Arrange the part of the data that opens with the line containing "Target: man's right hand" and closes with the line containing "(1310, 681)", both lines included, as a Markdown table with two columns, Row and Content. Give each line its own numbered row and leave out any blank lines.

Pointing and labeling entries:

◆ ◆ ◆ ◆

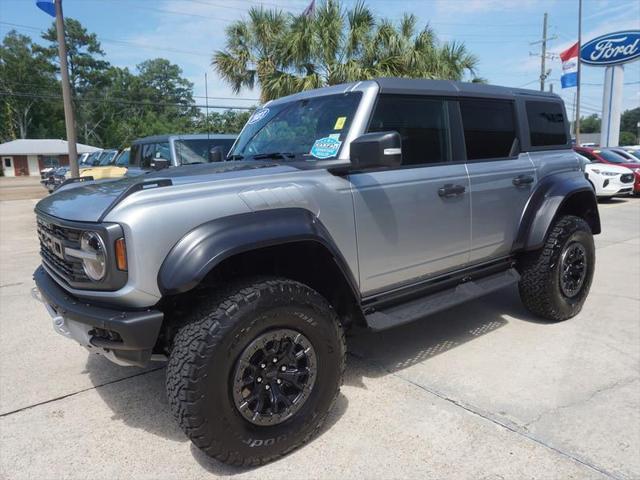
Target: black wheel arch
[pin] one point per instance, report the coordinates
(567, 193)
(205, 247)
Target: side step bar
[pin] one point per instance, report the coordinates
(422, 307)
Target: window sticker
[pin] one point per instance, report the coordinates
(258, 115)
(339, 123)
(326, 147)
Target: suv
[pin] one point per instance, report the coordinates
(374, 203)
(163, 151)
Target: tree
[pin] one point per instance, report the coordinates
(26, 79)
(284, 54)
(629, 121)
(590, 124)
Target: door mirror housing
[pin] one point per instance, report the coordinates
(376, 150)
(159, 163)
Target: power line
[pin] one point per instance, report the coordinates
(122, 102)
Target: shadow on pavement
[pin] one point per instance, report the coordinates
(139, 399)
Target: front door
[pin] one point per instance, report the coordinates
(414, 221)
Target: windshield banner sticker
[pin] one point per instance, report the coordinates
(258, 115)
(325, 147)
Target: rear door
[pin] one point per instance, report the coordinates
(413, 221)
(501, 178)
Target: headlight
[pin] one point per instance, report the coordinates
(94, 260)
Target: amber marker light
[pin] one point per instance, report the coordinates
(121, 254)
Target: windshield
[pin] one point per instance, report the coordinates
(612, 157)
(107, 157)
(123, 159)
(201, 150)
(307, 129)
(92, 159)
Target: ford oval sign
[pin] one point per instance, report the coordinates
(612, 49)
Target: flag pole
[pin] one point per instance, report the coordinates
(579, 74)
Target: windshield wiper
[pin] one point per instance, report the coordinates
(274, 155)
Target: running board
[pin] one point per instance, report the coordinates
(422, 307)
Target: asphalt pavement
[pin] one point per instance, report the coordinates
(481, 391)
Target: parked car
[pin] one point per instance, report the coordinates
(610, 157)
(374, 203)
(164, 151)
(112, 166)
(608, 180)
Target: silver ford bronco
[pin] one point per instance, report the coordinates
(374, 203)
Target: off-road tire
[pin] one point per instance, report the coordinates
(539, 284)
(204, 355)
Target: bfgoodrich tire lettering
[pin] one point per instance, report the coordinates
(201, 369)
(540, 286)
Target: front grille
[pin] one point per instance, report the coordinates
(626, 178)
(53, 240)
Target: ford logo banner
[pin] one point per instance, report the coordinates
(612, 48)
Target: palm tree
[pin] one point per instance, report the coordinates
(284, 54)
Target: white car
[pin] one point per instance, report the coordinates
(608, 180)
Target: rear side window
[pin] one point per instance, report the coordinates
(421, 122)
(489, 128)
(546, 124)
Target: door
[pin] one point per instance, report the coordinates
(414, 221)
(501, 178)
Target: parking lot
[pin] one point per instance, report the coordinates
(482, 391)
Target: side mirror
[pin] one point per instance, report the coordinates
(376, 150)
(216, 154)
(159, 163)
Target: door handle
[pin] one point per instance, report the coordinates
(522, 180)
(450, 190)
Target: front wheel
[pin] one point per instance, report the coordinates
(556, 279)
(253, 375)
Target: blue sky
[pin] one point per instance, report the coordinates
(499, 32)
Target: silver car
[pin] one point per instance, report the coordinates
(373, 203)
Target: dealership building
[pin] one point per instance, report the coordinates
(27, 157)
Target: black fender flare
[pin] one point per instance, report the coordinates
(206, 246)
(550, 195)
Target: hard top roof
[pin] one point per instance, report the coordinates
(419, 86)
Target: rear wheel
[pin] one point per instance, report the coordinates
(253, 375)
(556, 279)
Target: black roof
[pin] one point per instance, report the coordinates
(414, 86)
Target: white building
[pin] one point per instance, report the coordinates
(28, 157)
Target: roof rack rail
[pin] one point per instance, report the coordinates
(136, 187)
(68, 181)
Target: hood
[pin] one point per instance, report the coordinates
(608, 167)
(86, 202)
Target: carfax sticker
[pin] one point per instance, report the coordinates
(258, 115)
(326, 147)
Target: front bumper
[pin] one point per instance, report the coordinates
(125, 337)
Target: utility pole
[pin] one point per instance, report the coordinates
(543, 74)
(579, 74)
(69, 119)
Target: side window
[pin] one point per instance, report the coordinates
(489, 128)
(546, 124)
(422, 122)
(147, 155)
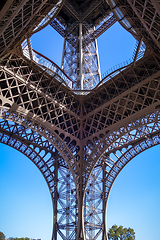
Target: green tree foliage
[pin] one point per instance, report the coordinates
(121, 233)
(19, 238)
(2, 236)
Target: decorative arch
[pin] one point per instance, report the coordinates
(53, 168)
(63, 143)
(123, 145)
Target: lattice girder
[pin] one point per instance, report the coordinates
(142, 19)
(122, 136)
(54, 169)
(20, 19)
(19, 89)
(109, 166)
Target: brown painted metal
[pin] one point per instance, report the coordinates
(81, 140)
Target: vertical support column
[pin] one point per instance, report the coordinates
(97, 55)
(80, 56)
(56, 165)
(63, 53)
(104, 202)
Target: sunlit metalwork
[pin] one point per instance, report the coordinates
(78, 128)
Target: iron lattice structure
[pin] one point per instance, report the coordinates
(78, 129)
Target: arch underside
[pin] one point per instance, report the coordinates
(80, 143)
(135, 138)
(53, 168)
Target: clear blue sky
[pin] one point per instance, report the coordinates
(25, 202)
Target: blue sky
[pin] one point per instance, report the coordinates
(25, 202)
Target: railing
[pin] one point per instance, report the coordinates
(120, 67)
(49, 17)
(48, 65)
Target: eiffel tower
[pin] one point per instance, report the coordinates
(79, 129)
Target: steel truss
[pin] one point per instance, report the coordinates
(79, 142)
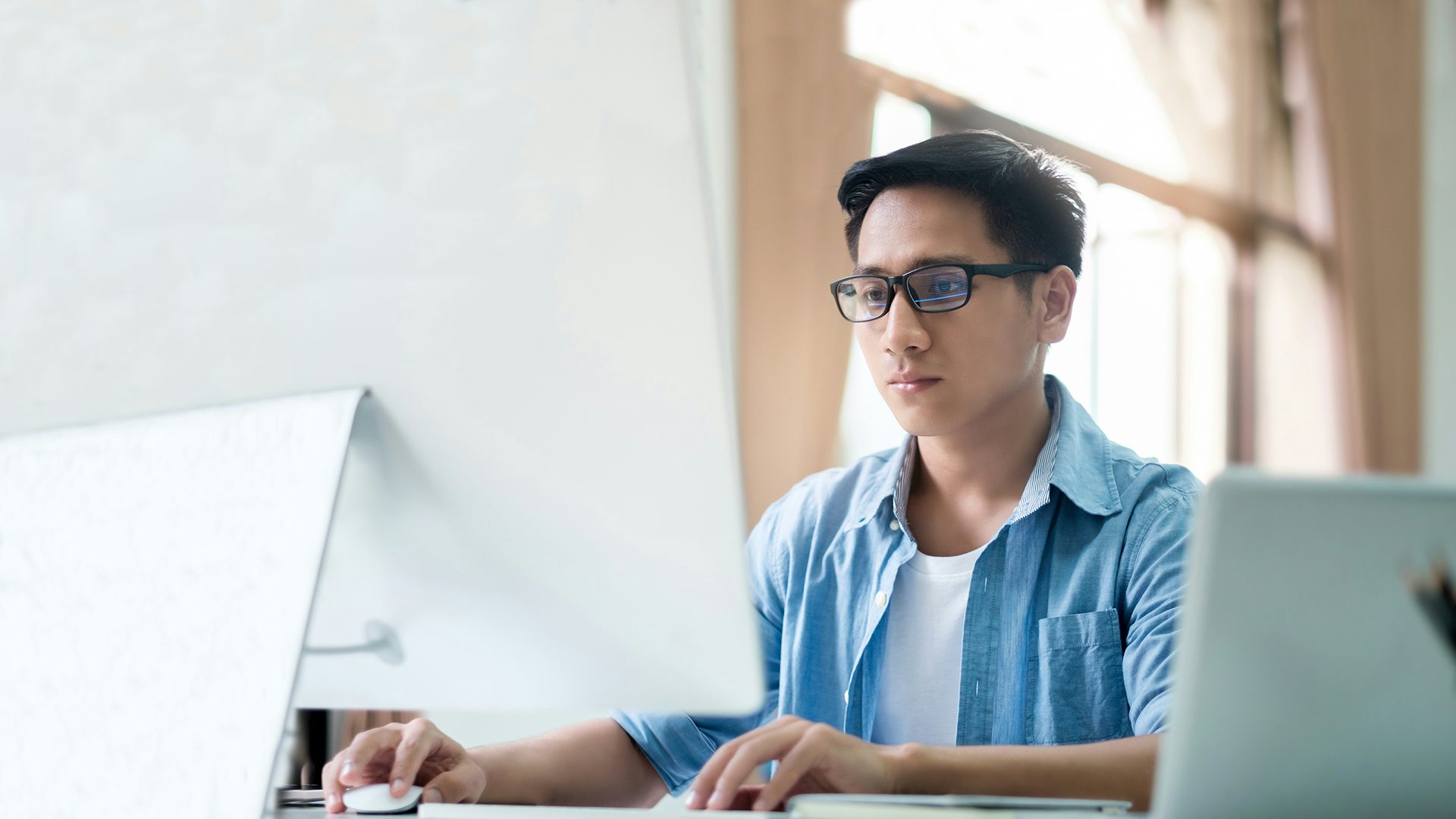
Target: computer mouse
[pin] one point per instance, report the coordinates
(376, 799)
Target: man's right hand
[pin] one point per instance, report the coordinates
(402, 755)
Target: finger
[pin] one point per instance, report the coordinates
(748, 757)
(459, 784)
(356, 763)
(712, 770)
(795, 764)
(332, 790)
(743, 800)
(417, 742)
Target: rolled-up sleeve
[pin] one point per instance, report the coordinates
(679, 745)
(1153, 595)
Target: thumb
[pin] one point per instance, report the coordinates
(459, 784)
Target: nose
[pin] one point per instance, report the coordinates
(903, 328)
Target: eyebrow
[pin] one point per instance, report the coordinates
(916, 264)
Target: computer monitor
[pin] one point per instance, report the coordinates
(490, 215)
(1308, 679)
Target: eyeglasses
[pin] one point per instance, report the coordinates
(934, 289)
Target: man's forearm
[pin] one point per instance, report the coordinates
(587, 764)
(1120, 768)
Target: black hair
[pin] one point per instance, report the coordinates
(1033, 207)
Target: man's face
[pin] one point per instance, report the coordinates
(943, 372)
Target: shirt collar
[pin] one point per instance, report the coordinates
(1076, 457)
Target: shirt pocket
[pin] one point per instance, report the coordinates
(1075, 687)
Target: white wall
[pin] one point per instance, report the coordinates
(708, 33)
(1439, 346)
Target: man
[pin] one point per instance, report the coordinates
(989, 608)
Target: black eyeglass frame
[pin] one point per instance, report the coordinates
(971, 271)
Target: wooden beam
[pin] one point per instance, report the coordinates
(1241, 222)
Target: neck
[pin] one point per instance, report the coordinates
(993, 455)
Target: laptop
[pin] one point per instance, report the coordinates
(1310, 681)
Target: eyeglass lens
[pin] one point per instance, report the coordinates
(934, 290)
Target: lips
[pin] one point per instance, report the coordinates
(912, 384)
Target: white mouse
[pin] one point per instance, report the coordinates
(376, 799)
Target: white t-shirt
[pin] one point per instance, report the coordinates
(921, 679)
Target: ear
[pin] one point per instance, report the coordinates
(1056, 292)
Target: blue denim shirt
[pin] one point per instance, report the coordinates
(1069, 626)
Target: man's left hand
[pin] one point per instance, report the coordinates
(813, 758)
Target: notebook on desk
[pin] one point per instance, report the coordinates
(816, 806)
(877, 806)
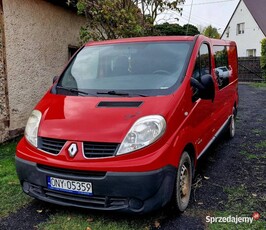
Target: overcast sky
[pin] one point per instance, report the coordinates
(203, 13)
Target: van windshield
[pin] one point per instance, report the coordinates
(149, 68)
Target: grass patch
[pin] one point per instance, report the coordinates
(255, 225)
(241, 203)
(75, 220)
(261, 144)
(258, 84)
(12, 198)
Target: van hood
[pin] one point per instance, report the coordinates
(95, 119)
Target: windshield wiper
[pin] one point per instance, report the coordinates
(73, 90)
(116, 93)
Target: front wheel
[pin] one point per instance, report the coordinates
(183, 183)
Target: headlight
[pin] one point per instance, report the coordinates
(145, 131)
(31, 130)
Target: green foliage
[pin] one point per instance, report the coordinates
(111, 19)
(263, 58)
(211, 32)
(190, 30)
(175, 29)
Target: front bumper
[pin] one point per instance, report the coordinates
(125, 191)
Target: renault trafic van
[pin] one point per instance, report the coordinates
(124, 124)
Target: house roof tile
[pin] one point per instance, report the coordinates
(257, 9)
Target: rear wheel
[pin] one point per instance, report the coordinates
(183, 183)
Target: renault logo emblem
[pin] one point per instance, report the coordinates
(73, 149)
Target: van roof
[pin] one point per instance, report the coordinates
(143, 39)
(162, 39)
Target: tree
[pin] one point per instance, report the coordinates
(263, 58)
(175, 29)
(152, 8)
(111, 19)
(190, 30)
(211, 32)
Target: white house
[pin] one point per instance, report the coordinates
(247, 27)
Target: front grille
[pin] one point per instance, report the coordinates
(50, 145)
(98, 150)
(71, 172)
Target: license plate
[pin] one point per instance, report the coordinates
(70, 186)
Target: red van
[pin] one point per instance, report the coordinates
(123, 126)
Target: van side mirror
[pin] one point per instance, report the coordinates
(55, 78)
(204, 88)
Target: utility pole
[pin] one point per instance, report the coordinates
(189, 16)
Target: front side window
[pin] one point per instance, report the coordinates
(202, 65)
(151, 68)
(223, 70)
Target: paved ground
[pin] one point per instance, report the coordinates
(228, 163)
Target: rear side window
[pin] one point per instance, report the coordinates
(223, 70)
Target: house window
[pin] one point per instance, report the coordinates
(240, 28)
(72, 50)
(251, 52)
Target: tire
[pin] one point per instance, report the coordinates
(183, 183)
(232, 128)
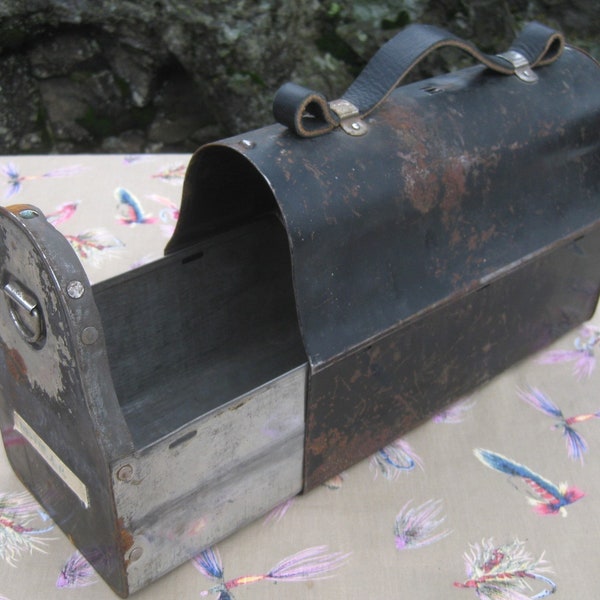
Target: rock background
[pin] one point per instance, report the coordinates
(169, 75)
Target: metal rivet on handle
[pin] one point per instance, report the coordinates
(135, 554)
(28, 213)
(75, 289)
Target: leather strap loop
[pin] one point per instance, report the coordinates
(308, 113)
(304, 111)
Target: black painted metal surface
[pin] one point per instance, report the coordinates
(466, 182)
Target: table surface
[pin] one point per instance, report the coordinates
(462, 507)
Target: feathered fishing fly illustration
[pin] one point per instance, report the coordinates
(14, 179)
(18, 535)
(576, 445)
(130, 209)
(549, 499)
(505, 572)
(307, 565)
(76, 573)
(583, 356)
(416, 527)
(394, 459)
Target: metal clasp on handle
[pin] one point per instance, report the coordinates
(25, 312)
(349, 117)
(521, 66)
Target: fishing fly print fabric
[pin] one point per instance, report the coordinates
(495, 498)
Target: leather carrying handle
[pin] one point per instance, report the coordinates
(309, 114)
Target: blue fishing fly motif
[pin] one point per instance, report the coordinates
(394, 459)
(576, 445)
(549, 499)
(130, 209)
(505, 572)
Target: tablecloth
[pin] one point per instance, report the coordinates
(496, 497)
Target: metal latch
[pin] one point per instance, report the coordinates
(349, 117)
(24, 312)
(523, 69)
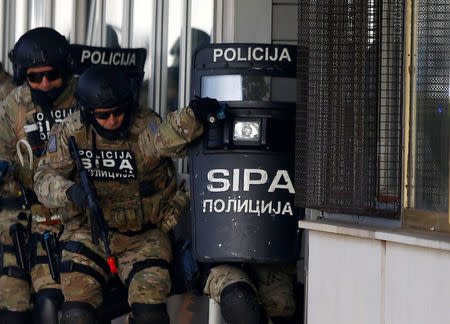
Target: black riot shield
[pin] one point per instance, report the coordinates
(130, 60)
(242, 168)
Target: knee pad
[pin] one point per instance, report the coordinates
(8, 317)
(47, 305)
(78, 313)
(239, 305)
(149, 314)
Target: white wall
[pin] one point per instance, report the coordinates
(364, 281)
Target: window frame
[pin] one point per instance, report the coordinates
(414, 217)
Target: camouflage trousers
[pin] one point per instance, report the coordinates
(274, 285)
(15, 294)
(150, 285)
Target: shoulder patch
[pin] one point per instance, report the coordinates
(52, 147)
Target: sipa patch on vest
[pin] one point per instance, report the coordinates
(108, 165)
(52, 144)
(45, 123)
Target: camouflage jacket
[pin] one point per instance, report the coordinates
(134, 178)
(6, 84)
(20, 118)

◆ ◆ ◆ ◆

* EXERCISE OUTPUT:
| Row | Content |
|---|---|
| 1 | Target: man's right hand |
| 2 | [pin] one point per instance, report the coordinates |
| 3 | (402, 755) |
| 4 | Target: finger |
| 5 | [pin] one point per instance, report the coordinates |
| 6 | (748, 757) |
| 7 | (459, 784) |
| 8 | (356, 763) |
| 9 | (712, 770) |
| 10 | (795, 764) |
| 11 | (332, 790) |
| 12 | (743, 800) |
| 13 | (417, 742) |
| 14 | Target: rolled-up sleeve |
| 15 | [pin] one point per instance, report the coordinates |
| 16 | (679, 745) |
| 17 | (1153, 595) |
| 18 | Target: thumb |
| 19 | [pin] one point per instance, report the coordinates |
| 20 | (459, 784) |
| 21 | Target: nose |
| 22 | [pin] one point per instance, report the coordinates |
| 23 | (903, 328) |
| 24 | Target: eyebrow |
| 25 | [pin] one point per instance, report the coordinates |
| 26 | (916, 264) |
| 27 | Target: computer monitor |
| 28 | [pin] one point per instance, report the coordinates |
| 29 | (490, 215) |
| 30 | (1308, 679) |
| 31 | Target: eyeglasses |
| 32 | [pin] one point per instance, report the coordinates |
| 33 | (934, 289) |
| 34 | Target: man's forearm |
| 35 | [pin] one point per instance, report the coordinates |
| 36 | (587, 764) |
| 37 | (1120, 768) |
| 38 | Target: black hair |
| 39 | [pin] one point per instance, report the coordinates |
| 40 | (1033, 207) |
| 41 | Target: man's face |
| 42 | [pin] one point per instance, report the coordinates |
| 43 | (943, 372) |
| 44 | Target: shirt collar |
| 45 | [pin] one point per instance, report the coordinates |
| 46 | (1076, 457) |
| 47 | Target: shirt pocket |
| 48 | [pin] one point per instance, report the coordinates |
| 49 | (1075, 687) |
| 50 | Target: white wall |
| 51 | [pin] one point per instance, report the coordinates |
| 52 | (708, 33) |
| 53 | (1439, 346) |
| 54 | Target: man |
| 55 | [pin] one point per instance, report the coordinates |
| 56 | (989, 608) |
| 57 | Target: black eyeglass frame |
| 58 | [pin] one point per instance, report the coordinates |
| 59 | (971, 271) |
| 60 | Target: wooden beam |
| 61 | [pin] one point per instance, report the coordinates |
| 62 | (1241, 222) |
| 63 | Target: neck |
| 64 | [pin] one point per instance, report the coordinates |
| 65 | (993, 455) |
| 66 | Target: laptop |
| 67 | [pin] one point per instance, report the coordinates |
| 68 | (1310, 681) |